• EXCERPTED TEXT:
※ ※ ※

Some Here, Some There — December 19, 2014

by Dan Phillips

NOTE: an important announcement about the conference is included below.

Here you go:
  • Last week I mentioned the "celibate gay" Christian Wheaton hired to be... well, I guess to be a "celibate gay" Christian, and I made and linked to commentary. Now see also Robert Gagnon's comments.
  • Through the one-way glass: on the subject of "gay Christians," Owen Strachan says much that we've said, and more, and very very well.
  • If you missed last Monday Music — well, for shame. And here.
  • Reviewing anti-Christian filmmaker (is that a tautology?) Ridley Scott's Exodus: Gods & KingsBrian Mattson says that if Scott's target had been Islam, he'd spend the remainder of his life in a bunker in an undisclosed location. 
  • It is interesting to note how those brave Hollywood liberals (is that an oxymoron?) pretty invariably target those whose very religion prevents violent response.

※ ※ ※

• MATERIAL SHOWN:
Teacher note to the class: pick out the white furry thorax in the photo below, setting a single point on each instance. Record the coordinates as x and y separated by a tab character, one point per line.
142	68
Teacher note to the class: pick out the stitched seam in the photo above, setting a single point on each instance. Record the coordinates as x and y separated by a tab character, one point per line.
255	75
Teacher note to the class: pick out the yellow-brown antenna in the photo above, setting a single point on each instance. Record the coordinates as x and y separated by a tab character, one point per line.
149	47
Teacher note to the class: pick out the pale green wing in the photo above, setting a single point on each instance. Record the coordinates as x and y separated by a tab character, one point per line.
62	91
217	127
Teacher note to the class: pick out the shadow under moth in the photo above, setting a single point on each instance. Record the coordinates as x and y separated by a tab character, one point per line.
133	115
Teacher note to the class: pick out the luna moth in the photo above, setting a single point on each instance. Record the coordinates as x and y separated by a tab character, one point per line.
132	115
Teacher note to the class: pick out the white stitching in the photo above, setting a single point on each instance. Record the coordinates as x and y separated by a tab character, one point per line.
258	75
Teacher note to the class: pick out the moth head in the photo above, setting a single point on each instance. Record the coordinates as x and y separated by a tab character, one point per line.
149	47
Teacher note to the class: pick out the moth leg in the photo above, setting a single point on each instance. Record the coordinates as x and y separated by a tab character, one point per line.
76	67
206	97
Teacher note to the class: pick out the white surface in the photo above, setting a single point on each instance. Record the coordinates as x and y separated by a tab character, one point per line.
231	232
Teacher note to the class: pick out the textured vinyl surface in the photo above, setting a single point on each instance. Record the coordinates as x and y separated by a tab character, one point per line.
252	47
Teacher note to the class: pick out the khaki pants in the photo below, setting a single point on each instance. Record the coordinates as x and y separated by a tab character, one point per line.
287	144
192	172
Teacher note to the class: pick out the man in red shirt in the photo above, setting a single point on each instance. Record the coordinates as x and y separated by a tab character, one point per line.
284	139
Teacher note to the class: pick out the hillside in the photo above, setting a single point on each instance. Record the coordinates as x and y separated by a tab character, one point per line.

※ ※ ※

• PROBLEM REQUIREMENTS:
Copy everything from "Some Here, Some" down to "very very well." in the roundup post, swapping "conference" for "meeting".

• RESPONSE:
Some Here, Some There — December 19, 2014

by Dan Phillips

NOTE: an important announcement about the meeting is included below.

Here you go:
  • Last week I mentioned the "celibate gay" Christian Wheaton hired to be... well, I guess to be a "celibate gay" Christian, and I made and linked to commentary. Now see also Robert Gagnon's comments.
  • Through the one-way glass: on the subject of "gay Christians," Owen Strachan says much that we've said, and more, and very very well.